— STATED EXERCISE —
Rewrite all of the data below line for line, offsetting every coordinate in the answers by adding 31 to both of its numbers. Leave the pictures out.

— Position identification records —

....

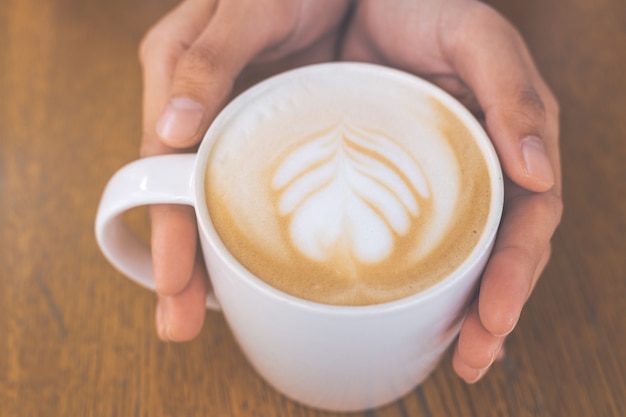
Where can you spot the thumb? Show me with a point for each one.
(205, 73)
(521, 113)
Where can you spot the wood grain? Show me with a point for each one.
(78, 339)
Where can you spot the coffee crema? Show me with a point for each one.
(345, 188)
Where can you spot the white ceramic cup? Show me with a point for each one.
(341, 358)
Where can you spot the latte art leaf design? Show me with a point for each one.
(349, 192)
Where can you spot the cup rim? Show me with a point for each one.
(483, 245)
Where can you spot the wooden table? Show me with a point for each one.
(77, 338)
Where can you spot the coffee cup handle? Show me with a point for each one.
(165, 179)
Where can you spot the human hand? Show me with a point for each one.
(471, 51)
(193, 60)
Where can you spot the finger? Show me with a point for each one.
(159, 53)
(206, 71)
(173, 242)
(476, 349)
(180, 317)
(519, 256)
(521, 113)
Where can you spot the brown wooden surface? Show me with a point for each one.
(77, 338)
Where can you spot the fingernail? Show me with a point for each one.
(475, 376)
(161, 322)
(538, 164)
(180, 121)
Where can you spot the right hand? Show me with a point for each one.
(194, 60)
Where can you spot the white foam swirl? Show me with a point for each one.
(349, 192)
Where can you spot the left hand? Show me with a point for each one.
(470, 50)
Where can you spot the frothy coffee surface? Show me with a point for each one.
(346, 190)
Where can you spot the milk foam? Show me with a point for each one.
(340, 199)
(348, 191)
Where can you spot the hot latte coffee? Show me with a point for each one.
(347, 186)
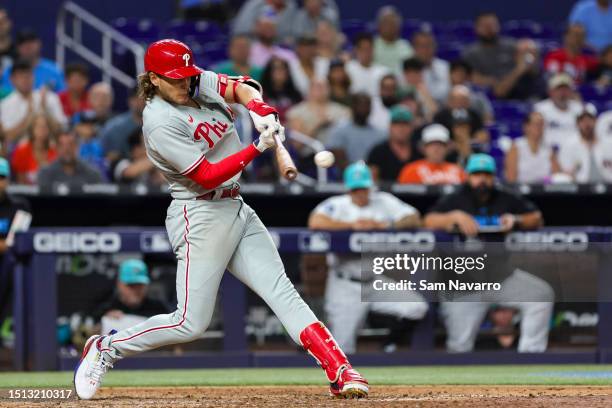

....

— SOLUTION TO THIS PROBLEM —
Where can you spot the thumb? Show me with a point for each one.
(236, 104)
(552, 144)
Where can you spot the wood grain? Show me with a point for each one.
(109, 370)
Where can you spot the coffee crema? Show me with a point for each one.
(376, 219)
Where can you spot the white ceramic cup? Show me with a point for each one.
(372, 389)
Where can you spot the latte art leaf design? Show me with a point for each one.
(380, 223)
Where can you spot the cup rim? Show me with a point for each one.
(514, 276)
Where can you spot the wooden table? Show me with a point for each one.
(108, 369)
Where can you spot the coffee cup handle? Show me with a point for each one.
(196, 210)
Where can you spot the human hand? Show me with a point for each one.
(502, 82)
(224, 91)
Where can you spot the finger? Show me with a point for each one.
(190, 84)
(237, 102)
(204, 273)
(507, 380)
(211, 348)
(550, 287)
(552, 144)
Where can you spot the brown wooden surface? Show me with a point for each one.
(108, 369)
Where can you spot the fingernail? Show me with a point for each one.
(506, 407)
(192, 353)
(569, 195)
(211, 152)
Where can you spot the right hand? Show me with a point for each one.
(225, 91)
Where can you spot the white foam swirl? Show me with a point for each one.
(380, 223)
Where can you spot the left hand? Show me with a point for each one.
(501, 81)
Where can you spot the frothy coffee surface? Show me with a point for each one.
(377, 221)
Where can you spot the milk foam? Show me with a point for each one.
(371, 230)
(379, 222)
Where can you spot the hot latte coffee? Show me with a point for each one.
(378, 217)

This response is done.